YOUR INSTRUCTIONS: A word-for-word copy of the whole listing is the required answer.

SOURCE DATA:
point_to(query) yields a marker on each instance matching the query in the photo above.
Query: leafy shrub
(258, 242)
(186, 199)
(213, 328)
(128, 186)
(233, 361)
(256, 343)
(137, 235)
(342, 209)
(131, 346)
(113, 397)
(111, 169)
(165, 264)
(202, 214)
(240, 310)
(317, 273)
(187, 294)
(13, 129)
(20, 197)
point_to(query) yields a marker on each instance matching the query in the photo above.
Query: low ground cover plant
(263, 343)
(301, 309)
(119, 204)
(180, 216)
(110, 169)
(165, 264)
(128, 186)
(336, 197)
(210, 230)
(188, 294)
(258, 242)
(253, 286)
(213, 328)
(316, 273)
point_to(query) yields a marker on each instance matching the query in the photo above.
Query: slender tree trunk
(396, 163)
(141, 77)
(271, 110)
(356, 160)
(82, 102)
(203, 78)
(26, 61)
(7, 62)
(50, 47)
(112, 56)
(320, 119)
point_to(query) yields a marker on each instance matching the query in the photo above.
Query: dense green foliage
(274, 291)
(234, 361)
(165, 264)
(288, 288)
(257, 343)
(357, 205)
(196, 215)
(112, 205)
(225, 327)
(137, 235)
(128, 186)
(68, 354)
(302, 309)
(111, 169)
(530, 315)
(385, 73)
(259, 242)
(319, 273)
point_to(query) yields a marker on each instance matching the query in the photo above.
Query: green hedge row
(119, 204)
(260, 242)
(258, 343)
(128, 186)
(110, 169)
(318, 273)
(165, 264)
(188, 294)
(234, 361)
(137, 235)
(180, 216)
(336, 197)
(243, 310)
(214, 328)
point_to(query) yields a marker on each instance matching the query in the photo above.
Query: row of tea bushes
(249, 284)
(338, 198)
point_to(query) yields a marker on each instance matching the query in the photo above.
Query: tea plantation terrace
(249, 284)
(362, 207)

ANSWER:
point_to(query) yields a marker on each instance matching the query in the photo above.
Query: leafy shrub
(258, 242)
(186, 199)
(213, 328)
(128, 186)
(233, 361)
(256, 343)
(137, 235)
(342, 209)
(131, 346)
(113, 397)
(111, 169)
(165, 264)
(202, 214)
(240, 310)
(317, 273)
(187, 294)
(13, 129)
(20, 197)
point_to(query) yields a marker on each instance matching the query in the photo above.
Query: low ground cover plant
(263, 343)
(301, 309)
(119, 204)
(180, 216)
(110, 169)
(165, 264)
(128, 186)
(336, 197)
(210, 230)
(188, 294)
(258, 242)
(253, 286)
(213, 328)
(316, 273)
point_to(query) yields a marker on each instance matching the query in the photo above.
Query: slender tree trunk
(396, 163)
(141, 77)
(271, 110)
(356, 160)
(82, 102)
(203, 78)
(26, 61)
(7, 62)
(50, 47)
(112, 56)
(320, 119)
point_to(query) yields a marker on each instance matching the query in the photo above.
Query: dense green foliage
(274, 291)
(234, 361)
(165, 264)
(288, 288)
(257, 343)
(357, 205)
(196, 215)
(112, 205)
(225, 327)
(137, 235)
(128, 186)
(68, 354)
(302, 309)
(111, 169)
(530, 315)
(385, 73)
(259, 242)
(319, 273)
point_to(query) yields a marker on each instance matching the query in the photo above.
Query: green hedge row
(119, 204)
(260, 242)
(258, 343)
(128, 186)
(110, 169)
(318, 273)
(165, 264)
(188, 294)
(234, 361)
(137, 235)
(180, 216)
(336, 197)
(243, 310)
(214, 328)
point_to(query) yields a marker on each instance matching the query in the photo above.
Query: row of tea bushes
(249, 284)
(338, 198)
point_to(query) yields a marker on each instance matching the query in the photo above.
Query: tea plantation terrace
(249, 284)
(362, 207)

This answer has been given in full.